Required task – From the listing below, pull out every line that contains the word "wall".
-- START Records supplied --
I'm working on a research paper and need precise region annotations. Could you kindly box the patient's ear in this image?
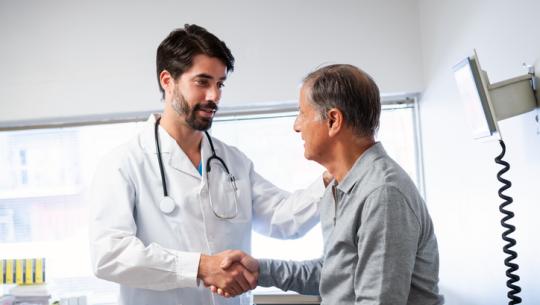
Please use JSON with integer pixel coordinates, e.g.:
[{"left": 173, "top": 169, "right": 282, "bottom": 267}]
[{"left": 327, "top": 108, "right": 343, "bottom": 137}]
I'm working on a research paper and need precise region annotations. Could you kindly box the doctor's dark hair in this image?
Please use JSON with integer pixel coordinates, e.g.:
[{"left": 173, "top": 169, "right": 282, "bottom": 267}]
[
  {"left": 304, "top": 64, "right": 381, "bottom": 136},
  {"left": 156, "top": 24, "right": 234, "bottom": 97}
]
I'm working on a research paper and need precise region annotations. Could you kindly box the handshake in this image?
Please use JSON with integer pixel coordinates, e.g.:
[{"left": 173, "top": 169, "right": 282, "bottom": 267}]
[{"left": 197, "top": 250, "right": 259, "bottom": 297}]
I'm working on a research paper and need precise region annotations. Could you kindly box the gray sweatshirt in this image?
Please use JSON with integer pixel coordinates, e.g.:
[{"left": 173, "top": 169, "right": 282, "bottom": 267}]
[{"left": 259, "top": 143, "right": 444, "bottom": 305}]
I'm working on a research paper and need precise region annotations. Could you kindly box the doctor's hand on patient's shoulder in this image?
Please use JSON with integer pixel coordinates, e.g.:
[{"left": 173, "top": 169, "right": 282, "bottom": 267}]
[
  {"left": 197, "top": 250, "right": 259, "bottom": 296},
  {"left": 210, "top": 250, "right": 259, "bottom": 297}
]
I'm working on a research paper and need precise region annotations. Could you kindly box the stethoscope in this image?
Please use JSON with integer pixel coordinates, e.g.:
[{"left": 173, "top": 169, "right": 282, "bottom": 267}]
[{"left": 154, "top": 117, "right": 238, "bottom": 219}]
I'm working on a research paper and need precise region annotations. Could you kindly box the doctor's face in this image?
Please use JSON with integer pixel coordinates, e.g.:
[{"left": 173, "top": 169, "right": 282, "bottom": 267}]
[
  {"left": 171, "top": 54, "right": 227, "bottom": 131},
  {"left": 293, "top": 84, "right": 330, "bottom": 163}
]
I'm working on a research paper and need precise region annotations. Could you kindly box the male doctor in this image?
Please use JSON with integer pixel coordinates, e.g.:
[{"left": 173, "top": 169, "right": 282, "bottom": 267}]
[{"left": 90, "top": 25, "right": 324, "bottom": 305}]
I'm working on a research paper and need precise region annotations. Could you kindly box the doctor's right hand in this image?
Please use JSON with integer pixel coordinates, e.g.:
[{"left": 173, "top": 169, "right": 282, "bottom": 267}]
[
  {"left": 197, "top": 250, "right": 259, "bottom": 296},
  {"left": 210, "top": 250, "right": 259, "bottom": 298}
]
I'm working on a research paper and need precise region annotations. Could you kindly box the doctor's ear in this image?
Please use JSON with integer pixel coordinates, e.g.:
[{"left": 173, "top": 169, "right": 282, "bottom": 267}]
[
  {"left": 326, "top": 108, "right": 343, "bottom": 136},
  {"left": 159, "top": 70, "right": 174, "bottom": 95}
]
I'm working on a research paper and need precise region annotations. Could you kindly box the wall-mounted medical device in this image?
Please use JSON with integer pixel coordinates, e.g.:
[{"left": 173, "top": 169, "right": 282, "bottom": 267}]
[
  {"left": 454, "top": 51, "right": 539, "bottom": 139},
  {"left": 454, "top": 51, "right": 539, "bottom": 305}
]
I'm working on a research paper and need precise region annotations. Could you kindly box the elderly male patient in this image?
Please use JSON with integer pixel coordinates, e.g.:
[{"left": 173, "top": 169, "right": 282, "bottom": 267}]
[{"left": 212, "top": 65, "right": 444, "bottom": 305}]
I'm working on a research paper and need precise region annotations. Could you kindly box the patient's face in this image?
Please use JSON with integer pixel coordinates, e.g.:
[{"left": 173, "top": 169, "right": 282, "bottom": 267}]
[{"left": 294, "top": 85, "right": 329, "bottom": 164}]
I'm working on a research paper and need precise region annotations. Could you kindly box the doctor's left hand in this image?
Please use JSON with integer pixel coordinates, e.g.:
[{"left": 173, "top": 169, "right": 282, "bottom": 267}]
[{"left": 197, "top": 250, "right": 259, "bottom": 296}]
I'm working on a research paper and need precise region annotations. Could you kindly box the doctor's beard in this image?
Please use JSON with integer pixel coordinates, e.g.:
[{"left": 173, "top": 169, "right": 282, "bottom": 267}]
[{"left": 171, "top": 91, "right": 218, "bottom": 131}]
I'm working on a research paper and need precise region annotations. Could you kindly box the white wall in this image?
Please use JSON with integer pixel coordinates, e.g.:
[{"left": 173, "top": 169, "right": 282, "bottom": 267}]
[
  {"left": 419, "top": 0, "right": 540, "bottom": 305},
  {"left": 0, "top": 0, "right": 422, "bottom": 125}
]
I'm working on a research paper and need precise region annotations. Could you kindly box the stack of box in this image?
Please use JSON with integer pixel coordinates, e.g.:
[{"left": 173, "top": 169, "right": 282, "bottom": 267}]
[
  {"left": 9, "top": 284, "right": 51, "bottom": 305},
  {"left": 0, "top": 258, "right": 51, "bottom": 305}
]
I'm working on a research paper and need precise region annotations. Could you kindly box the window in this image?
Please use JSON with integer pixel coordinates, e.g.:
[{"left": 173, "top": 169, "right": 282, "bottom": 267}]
[{"left": 0, "top": 97, "right": 421, "bottom": 304}]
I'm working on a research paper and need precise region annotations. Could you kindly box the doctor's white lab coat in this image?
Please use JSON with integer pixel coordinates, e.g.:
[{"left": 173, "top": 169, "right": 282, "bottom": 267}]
[{"left": 90, "top": 115, "right": 324, "bottom": 305}]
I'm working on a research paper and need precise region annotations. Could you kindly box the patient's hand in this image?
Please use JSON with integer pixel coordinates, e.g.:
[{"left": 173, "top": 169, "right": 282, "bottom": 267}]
[{"left": 210, "top": 250, "right": 259, "bottom": 297}]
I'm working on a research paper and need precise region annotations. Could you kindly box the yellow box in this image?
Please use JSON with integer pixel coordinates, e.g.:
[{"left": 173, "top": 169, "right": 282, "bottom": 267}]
[
  {"left": 15, "top": 259, "right": 24, "bottom": 285},
  {"left": 35, "top": 258, "right": 44, "bottom": 284},
  {"left": 24, "top": 258, "right": 34, "bottom": 285},
  {"left": 6, "top": 259, "right": 13, "bottom": 284}
]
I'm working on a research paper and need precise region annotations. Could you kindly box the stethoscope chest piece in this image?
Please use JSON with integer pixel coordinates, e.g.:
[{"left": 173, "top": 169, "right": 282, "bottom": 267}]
[{"left": 159, "top": 196, "right": 176, "bottom": 214}]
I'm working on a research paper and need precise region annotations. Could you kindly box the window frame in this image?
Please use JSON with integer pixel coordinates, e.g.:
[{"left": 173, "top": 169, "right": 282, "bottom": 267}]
[{"left": 0, "top": 92, "right": 426, "bottom": 199}]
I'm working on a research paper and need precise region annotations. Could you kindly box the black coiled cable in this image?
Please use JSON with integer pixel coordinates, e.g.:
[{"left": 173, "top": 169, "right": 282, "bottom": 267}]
[{"left": 495, "top": 140, "right": 521, "bottom": 305}]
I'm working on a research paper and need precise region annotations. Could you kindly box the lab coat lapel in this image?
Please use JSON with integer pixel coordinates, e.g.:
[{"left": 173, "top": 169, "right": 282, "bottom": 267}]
[
  {"left": 165, "top": 132, "right": 201, "bottom": 179},
  {"left": 141, "top": 114, "right": 204, "bottom": 179}
]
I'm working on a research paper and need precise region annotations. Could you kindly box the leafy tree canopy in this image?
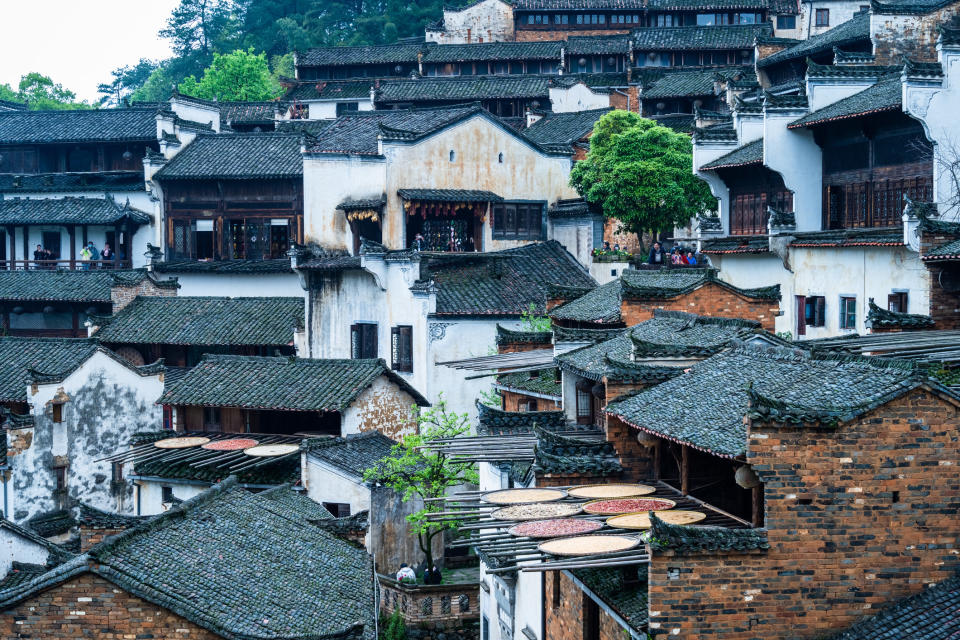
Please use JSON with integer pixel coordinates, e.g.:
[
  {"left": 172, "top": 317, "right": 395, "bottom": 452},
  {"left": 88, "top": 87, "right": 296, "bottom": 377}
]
[
  {"left": 178, "top": 48, "right": 280, "bottom": 101},
  {"left": 570, "top": 110, "right": 716, "bottom": 233},
  {"left": 0, "top": 71, "right": 91, "bottom": 111},
  {"left": 363, "top": 397, "right": 479, "bottom": 567}
]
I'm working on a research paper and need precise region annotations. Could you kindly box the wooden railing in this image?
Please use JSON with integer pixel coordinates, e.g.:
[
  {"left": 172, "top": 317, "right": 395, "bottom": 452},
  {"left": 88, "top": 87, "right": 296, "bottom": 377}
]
[
  {"left": 377, "top": 573, "right": 480, "bottom": 628},
  {"left": 0, "top": 259, "right": 133, "bottom": 271}
]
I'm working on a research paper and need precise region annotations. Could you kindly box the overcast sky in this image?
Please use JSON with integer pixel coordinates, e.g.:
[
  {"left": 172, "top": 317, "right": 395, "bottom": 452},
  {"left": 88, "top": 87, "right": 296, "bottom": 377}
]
[{"left": 0, "top": 0, "right": 179, "bottom": 101}]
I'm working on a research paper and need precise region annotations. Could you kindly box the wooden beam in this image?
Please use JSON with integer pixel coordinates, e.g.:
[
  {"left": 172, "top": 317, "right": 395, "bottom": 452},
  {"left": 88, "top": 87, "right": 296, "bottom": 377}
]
[{"left": 680, "top": 444, "right": 690, "bottom": 495}]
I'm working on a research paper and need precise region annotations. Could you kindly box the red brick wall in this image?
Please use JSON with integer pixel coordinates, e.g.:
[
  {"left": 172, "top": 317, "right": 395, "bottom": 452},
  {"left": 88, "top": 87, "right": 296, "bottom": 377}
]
[
  {"left": 620, "top": 282, "right": 780, "bottom": 331},
  {"left": 543, "top": 571, "right": 629, "bottom": 640},
  {"left": 649, "top": 390, "right": 960, "bottom": 640},
  {"left": 0, "top": 573, "right": 221, "bottom": 640}
]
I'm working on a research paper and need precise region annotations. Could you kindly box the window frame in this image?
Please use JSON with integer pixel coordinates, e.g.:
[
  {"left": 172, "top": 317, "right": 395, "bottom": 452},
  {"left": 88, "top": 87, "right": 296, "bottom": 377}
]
[
  {"left": 840, "top": 295, "right": 857, "bottom": 330},
  {"left": 350, "top": 322, "right": 380, "bottom": 360},
  {"left": 390, "top": 324, "right": 413, "bottom": 373}
]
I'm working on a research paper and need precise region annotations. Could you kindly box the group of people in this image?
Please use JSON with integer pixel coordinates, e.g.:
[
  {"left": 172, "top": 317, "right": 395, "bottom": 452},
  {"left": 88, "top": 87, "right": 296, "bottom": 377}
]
[
  {"left": 397, "top": 563, "right": 443, "bottom": 584},
  {"left": 33, "top": 240, "right": 116, "bottom": 271},
  {"left": 647, "top": 242, "right": 702, "bottom": 265}
]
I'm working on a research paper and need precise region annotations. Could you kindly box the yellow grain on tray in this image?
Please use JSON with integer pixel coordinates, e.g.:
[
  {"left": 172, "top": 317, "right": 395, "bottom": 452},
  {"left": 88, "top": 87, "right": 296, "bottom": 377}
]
[
  {"left": 538, "top": 535, "right": 640, "bottom": 556},
  {"left": 607, "top": 509, "right": 707, "bottom": 529},
  {"left": 480, "top": 489, "right": 567, "bottom": 504},
  {"left": 567, "top": 484, "right": 657, "bottom": 500}
]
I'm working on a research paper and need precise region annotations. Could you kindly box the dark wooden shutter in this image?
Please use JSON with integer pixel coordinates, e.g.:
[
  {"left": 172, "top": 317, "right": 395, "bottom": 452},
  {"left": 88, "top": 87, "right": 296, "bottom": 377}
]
[{"left": 795, "top": 296, "right": 807, "bottom": 336}]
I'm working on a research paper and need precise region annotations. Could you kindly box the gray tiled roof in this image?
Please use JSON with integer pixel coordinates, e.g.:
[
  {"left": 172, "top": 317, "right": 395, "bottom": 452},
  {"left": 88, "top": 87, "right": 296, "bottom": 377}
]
[
  {"left": 95, "top": 296, "right": 303, "bottom": 347},
  {"left": 302, "top": 431, "right": 396, "bottom": 478},
  {"left": 0, "top": 171, "right": 146, "bottom": 194},
  {"left": 607, "top": 347, "right": 922, "bottom": 458},
  {"left": 788, "top": 76, "right": 903, "bottom": 129},
  {"left": 700, "top": 138, "right": 763, "bottom": 171},
  {"left": 296, "top": 43, "right": 426, "bottom": 67},
  {"left": 157, "top": 354, "right": 428, "bottom": 411},
  {"left": 640, "top": 67, "right": 756, "bottom": 100},
  {"left": 0, "top": 480, "right": 376, "bottom": 640},
  {"left": 0, "top": 336, "right": 97, "bottom": 402},
  {"left": 757, "top": 12, "right": 870, "bottom": 67},
  {"left": 0, "top": 197, "right": 151, "bottom": 225},
  {"left": 0, "top": 269, "right": 167, "bottom": 302},
  {"left": 0, "top": 109, "right": 157, "bottom": 144},
  {"left": 423, "top": 40, "right": 563, "bottom": 63},
  {"left": 633, "top": 23, "right": 771, "bottom": 51},
  {"left": 220, "top": 100, "right": 282, "bottom": 124},
  {"left": 154, "top": 133, "right": 303, "bottom": 180},
  {"left": 307, "top": 105, "right": 482, "bottom": 155},
  {"left": 832, "top": 576, "right": 960, "bottom": 640},
  {"left": 377, "top": 75, "right": 555, "bottom": 103},
  {"left": 523, "top": 108, "right": 611, "bottom": 145},
  {"left": 421, "top": 240, "right": 596, "bottom": 317}
]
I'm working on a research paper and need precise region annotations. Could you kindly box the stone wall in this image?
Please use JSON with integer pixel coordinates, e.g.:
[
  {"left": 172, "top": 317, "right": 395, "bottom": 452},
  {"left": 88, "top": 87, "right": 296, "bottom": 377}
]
[
  {"left": 110, "top": 277, "right": 177, "bottom": 313},
  {"left": 543, "top": 571, "right": 630, "bottom": 640},
  {"left": 649, "top": 390, "right": 960, "bottom": 640},
  {"left": 0, "top": 574, "right": 221, "bottom": 640},
  {"left": 620, "top": 282, "right": 780, "bottom": 331}
]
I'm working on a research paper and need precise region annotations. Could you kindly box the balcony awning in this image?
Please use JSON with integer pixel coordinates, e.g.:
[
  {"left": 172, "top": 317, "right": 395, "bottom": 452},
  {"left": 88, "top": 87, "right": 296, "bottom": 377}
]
[{"left": 397, "top": 189, "right": 503, "bottom": 218}]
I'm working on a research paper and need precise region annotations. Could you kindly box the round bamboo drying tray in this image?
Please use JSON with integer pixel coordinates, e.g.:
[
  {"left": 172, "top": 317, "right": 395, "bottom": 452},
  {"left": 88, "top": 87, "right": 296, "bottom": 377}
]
[
  {"left": 200, "top": 438, "right": 259, "bottom": 451},
  {"left": 567, "top": 484, "right": 657, "bottom": 500},
  {"left": 607, "top": 509, "right": 707, "bottom": 529},
  {"left": 507, "top": 518, "right": 603, "bottom": 538},
  {"left": 537, "top": 535, "right": 640, "bottom": 556},
  {"left": 480, "top": 489, "right": 567, "bottom": 504},
  {"left": 153, "top": 436, "right": 210, "bottom": 449},
  {"left": 490, "top": 502, "right": 582, "bottom": 522},
  {"left": 583, "top": 498, "right": 677, "bottom": 516},
  {"left": 243, "top": 444, "right": 300, "bottom": 458}
]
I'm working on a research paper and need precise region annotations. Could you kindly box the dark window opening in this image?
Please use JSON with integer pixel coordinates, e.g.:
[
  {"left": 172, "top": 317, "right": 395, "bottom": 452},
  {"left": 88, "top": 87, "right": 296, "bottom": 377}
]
[
  {"left": 840, "top": 296, "right": 857, "bottom": 329},
  {"left": 350, "top": 323, "right": 379, "bottom": 360},
  {"left": 390, "top": 326, "right": 413, "bottom": 372},
  {"left": 887, "top": 291, "right": 909, "bottom": 313},
  {"left": 323, "top": 502, "right": 350, "bottom": 518},
  {"left": 801, "top": 296, "right": 827, "bottom": 327}
]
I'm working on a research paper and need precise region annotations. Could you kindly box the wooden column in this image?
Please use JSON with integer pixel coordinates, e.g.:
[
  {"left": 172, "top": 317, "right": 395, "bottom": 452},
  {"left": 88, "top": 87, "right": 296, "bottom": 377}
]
[
  {"left": 680, "top": 444, "right": 690, "bottom": 495},
  {"left": 7, "top": 224, "right": 17, "bottom": 271},
  {"left": 67, "top": 224, "right": 77, "bottom": 269}
]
-- END Records supplied --
In response –
I'm working on a research paper and need precise region annotations. Could you kindly box the wall-mounted medical device in this image?
I'm working on a research paper and need precise region annotations. Could you kindly box the white wall in this image?
I'm working on a research paper and need precise region annotations. Could you kindly box the red brick wall in this image?
I'm working on a research paper and need precise region annotations. Could you kindly box the stone wall in this image?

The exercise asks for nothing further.